> [Dataset excerpts]:
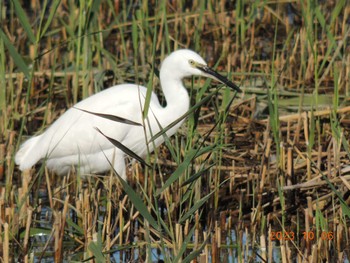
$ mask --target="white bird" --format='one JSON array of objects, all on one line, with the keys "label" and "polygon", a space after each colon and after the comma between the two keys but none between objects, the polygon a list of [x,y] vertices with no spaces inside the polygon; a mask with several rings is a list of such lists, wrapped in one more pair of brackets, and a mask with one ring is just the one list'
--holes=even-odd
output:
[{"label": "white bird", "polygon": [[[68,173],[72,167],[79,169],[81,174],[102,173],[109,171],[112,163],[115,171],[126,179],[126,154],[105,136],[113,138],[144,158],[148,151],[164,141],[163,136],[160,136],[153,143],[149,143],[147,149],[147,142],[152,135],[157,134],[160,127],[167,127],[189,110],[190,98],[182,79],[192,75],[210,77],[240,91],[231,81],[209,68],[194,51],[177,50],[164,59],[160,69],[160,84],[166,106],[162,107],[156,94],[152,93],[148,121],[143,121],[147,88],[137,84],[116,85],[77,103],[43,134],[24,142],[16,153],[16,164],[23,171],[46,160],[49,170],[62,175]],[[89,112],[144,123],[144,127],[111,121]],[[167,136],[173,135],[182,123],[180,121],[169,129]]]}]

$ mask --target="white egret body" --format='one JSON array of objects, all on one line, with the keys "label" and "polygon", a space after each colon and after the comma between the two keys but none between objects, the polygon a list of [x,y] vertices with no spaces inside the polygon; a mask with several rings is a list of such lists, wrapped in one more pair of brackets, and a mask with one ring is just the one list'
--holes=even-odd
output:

--

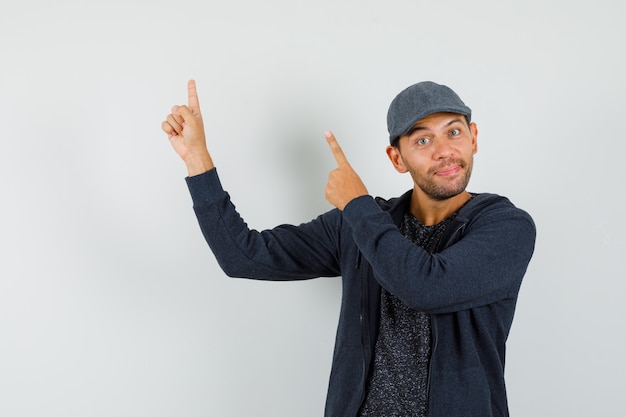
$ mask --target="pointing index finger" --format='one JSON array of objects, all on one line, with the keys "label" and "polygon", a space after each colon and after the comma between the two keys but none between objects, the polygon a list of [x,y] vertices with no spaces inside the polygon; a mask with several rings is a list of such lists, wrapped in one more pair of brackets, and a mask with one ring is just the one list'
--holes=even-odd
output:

> [Work request]: Pull every line containing "vertices" out of the records.

> [Answer to this problem]:
$ mask --target="white bird" --format='one JSON array of objects, all on one line, with the keys "label" and "polygon", a space after each colon and after the comma between the two keys but none between objects, the polygon a list of [x,y] vertices with no spaces inside the polygon; a mask with several rings is a list of such lists, wrapped in one more pair of brackets, and a mask with one ring is just the one list'
$ mask --target="white egret body" --format='one JSON array of objects, all on one line, with the keys "label" and "polygon", a space after each colon and after the comma between the two keys but none between objects, the polygon a list of [x,y] vertices with no spaces inside the polygon; a mask with several rings is a list of such lists, wrapped in one more pair of brackets, and a mask with one ring is just the one list'
$ mask --target="pointing index finger" --format='one JSON array of objects, all on one line, with the keys "label" and "polygon", a space after each colon and after the comma between the two keys but none between objects, the polygon a list of [x,y] vertices with no spaces inside the polygon; a mask with several rings is a list of such lists, wrapped in one more pair of brackets, and a mask with one ring is just the one list'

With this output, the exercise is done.